━━━ Exercise input
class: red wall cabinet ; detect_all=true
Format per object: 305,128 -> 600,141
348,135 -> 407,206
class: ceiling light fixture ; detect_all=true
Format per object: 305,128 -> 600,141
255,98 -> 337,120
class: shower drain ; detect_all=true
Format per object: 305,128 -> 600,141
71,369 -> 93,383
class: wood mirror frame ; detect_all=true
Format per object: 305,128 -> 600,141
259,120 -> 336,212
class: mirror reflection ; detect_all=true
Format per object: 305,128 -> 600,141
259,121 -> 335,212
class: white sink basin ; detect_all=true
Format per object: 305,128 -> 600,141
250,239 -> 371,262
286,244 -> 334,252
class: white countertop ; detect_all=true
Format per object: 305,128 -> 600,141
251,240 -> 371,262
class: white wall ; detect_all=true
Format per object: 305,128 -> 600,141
━━━━━━
• **What you will do**: Set down exactly the lines from the one that contains "class: white wall ; detect_all=true" to the final line above, both included, and nothing more.

• **Solution to the exercise**:
class: white wall ; detect_all=true
Format per object: 305,128 -> 600,141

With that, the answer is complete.